ТЕКСТ ДЛЯ ЧТЕНИЯ:
20 марта состоялась встреча Л.И. Брежнева и Н. Тараки. Тараки в очередной раз попросил оказать помощь советскими войсками. Генсек в очередной раз ответил: "Сразу прямо вам скажу: этого делать не следует. Это сыграло бы лишь на руку врагам - и вашим, и нашим".
22 марта Политбюро подвело итоги встреч с Н. Тараки, и была подтверждена позиция о нецелесообразности ввода советских войск в Афганистан. Какое было бы счастье, если бы эта позиция осталась неизменной! Но... Оказалось, что даже Политбюро ЦК запросто меняет свои взгляды (к сожалению и к несчастью).
В 1979 году потоки просьб из Кабула в Москву нарастали как снежный ком. Все они включали теперь только одно - крайнюю необходимость оказания Афганистану (читай Амину) военной помощи, то есть введения советских войск на территорию ДРА.

ФРАГМЕНТ ЛИСТИНГА:
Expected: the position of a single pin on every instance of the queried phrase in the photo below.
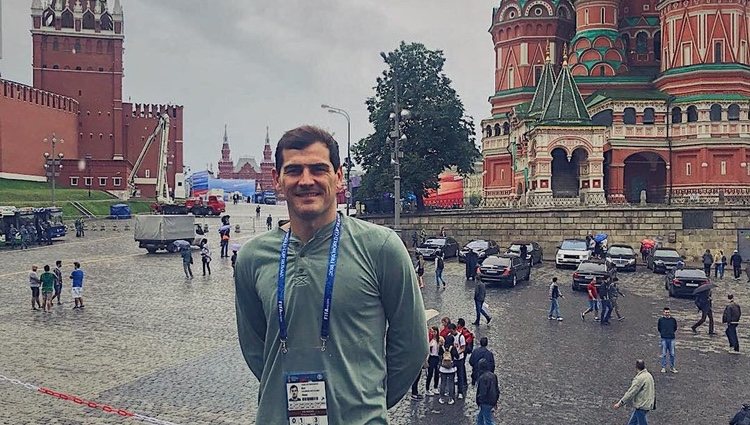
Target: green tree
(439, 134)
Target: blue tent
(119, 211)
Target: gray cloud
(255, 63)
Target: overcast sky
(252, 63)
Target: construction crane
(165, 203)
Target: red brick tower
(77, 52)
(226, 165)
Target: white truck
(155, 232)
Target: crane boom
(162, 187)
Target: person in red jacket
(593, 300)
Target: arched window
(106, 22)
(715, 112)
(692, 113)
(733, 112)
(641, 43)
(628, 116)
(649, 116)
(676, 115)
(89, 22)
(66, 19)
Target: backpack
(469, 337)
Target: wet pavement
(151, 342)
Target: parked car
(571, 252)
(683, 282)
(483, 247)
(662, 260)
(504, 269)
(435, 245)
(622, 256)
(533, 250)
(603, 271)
...
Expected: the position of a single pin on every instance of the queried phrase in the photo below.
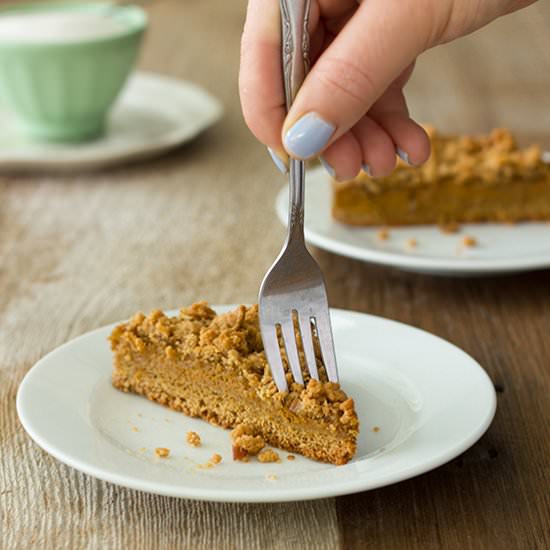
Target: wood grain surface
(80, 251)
---
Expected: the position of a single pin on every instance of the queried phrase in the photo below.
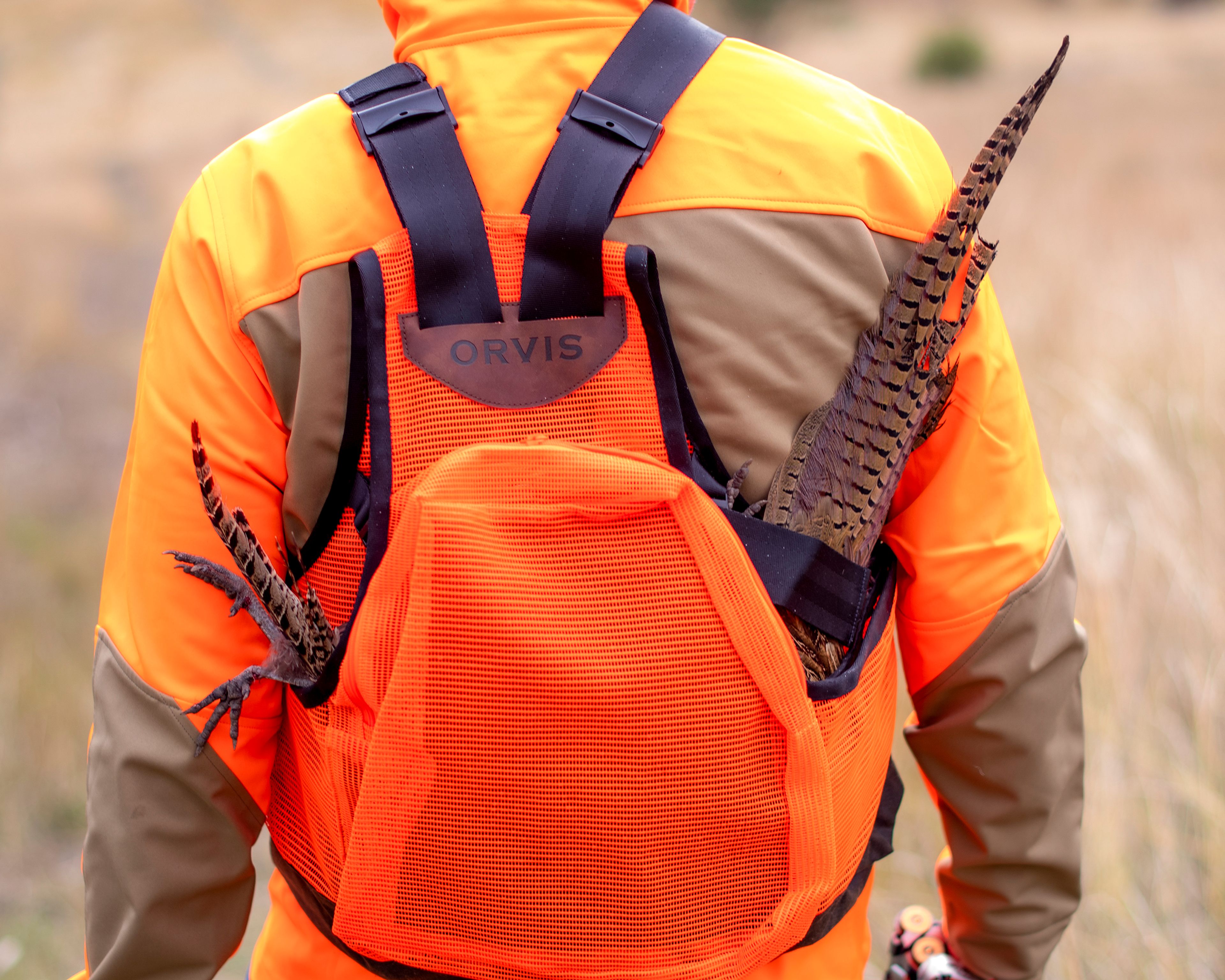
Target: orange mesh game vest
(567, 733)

УСЛОВИЕ ЗАДАНИЯ:
Ответьте на вопросы по тексту о просьбах Кабула ввести советские войска:
1. Какого числа состоялась встреча Л.И. Брежнева и Н. Тараки?
2. Какую позицию подтвердило Политбюро 22 марта?
3. С чем сравнивается нарастание потоков просьб из Кабула в Москву в 1979 году?

ВЫПОЛНЕННОЕ ЗАДАНИЕ:
1. Встреча Л.И. Брежнева и Н. Тараки состоялась 20 марта.
2. Политбюро подтвердило позицию о нецелесообразности ввода советских войск в Афганистан.
3. Нарастание потоков просьб сравнивается со снежным комом.